Friday, July 18, 2008

Removing Four Way Stops

Open Letter to Wasatch County Council:

I would like to strongly urge the removal of the Stop Signs on 1200 South at 2400 E, 3600 E, 4800 E and, possibly, 1200 E.

These intersections are currently all 4 way stops.

Reasons for removal:

  1. 1200 S is designated a major collector and the recent General Plan called for upgrading and less access.
  2. I'd guess 90% of the traffic at the intersections is on 1200 S vs. crossroads. Four way stops are generally used for "equal" traffic for intersection scheduled for traffic lights.
    "Total vehicular volume entering the intersection from all approaches must average 500 vehicles per hour for any eight hours of an average day and the combined vehicular and pedestrian volume from the minor street or highway must average at least 200 units per hour for the same eight hours, with an average delay to minor street vehicular traffic of at least 30 seconds per vehicle during the maximum hour."
Institute of Transportation Engineers.
  • The traffic is getting much more worse.
  • Many are already using 'cowboy' stops. I've witnessed a few totally full speed running the 1200 S stop signs now.
  • 1200 S is the main road for access to the LDS girls' camp with lots of buses Mondays and Fridays.
  • Removal of the signs would decrease the pollution and noise of requiring the buses to make 3 extra stops.

* _Requirements_
A: Summarize the open letter about removing four-way stops in two sentences.
B: Please write what comes next in the open letter about removing four-way stops, starting after its final point.

* _Raw records_
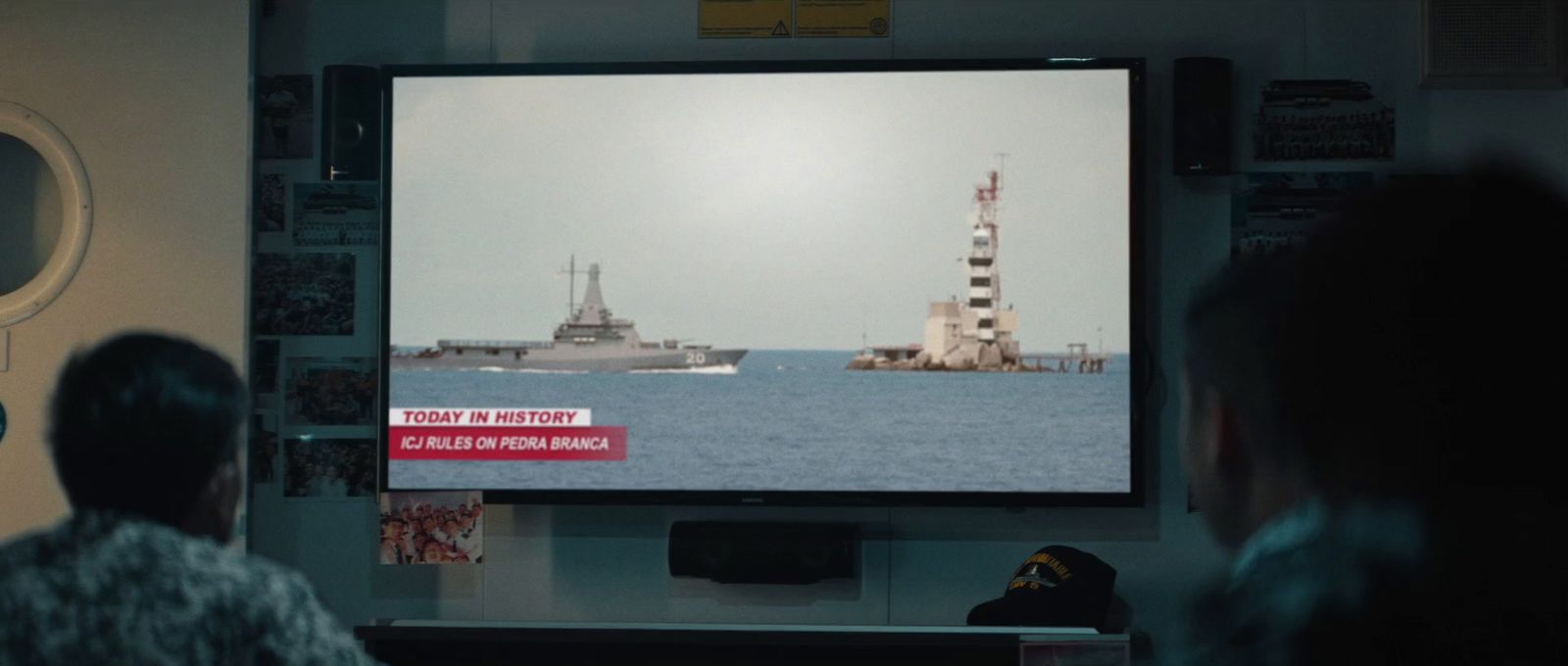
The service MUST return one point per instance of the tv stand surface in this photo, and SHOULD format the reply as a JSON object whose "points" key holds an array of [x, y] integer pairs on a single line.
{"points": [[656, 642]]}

==

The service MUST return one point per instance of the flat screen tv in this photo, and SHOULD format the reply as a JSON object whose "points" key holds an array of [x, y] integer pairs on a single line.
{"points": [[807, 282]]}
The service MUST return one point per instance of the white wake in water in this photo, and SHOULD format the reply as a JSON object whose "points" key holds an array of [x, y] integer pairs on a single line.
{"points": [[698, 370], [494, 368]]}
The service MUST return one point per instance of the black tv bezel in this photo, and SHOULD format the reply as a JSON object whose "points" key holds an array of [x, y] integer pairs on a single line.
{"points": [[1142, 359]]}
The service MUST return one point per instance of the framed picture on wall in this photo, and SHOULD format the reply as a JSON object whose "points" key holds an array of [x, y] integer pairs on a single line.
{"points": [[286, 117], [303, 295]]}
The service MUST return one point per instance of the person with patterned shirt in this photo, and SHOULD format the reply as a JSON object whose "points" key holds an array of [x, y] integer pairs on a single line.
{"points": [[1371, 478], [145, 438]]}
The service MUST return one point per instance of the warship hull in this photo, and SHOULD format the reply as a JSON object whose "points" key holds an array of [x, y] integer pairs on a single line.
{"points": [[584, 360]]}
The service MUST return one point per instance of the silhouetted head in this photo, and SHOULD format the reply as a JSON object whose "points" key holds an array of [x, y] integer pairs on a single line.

* _Written answers_
A: The open letter urges the Wasatch County Council to remove the stop signs on 1200 South at 2400 E, 3600 E, 4800 E and possibly 1200 E, all of which are currently four-way stops. It argues that 1200 South is a major collector that the General Plan called for upgrading, that the writer guesses 90% of the traffic at these intersections is on 1200 South, that many drivers already roll through or run the signs, and that removing them would spare the many buses heading to the LDS girls' camp three extra stops, along with the pollution and noise they cause.

B:
  • No stops would create a better flow of traffic and would be much more fuel efficient.
    "Multi-way stop signs have high operating costs based on vehicle operating costs, vehicular travel times, fuel consumption and increased vehicle emissions. " . . . "The cost to install two stops signs is $280. The cost to the traveling public is $210,061 (1990) per year in operating costs. This cost is based on about 8,000 vehicles entering the intersection per day. "
    Institute of Traffic Engineers
  • Reasons to Keep 4 way stop (and rebuttal):

    • They keep the speed down. "Before-After studies show multi-way stop signs do not reduce speeds on residential streets. Nineteen references found this to be their finding."
    Institute of Traffic Engineers "there is no real evidence to indicate that STOP signs decrease the overall speed of traffic. Impatient drivers view the additional delay caused by unwarranted STOP signs as “lost time” to be made up by driving at higher speeds between STOP signs. ." Institute of Traffic Engineers
  • If speeds DO increase, there a source of revenue in speeding tickets. ; -)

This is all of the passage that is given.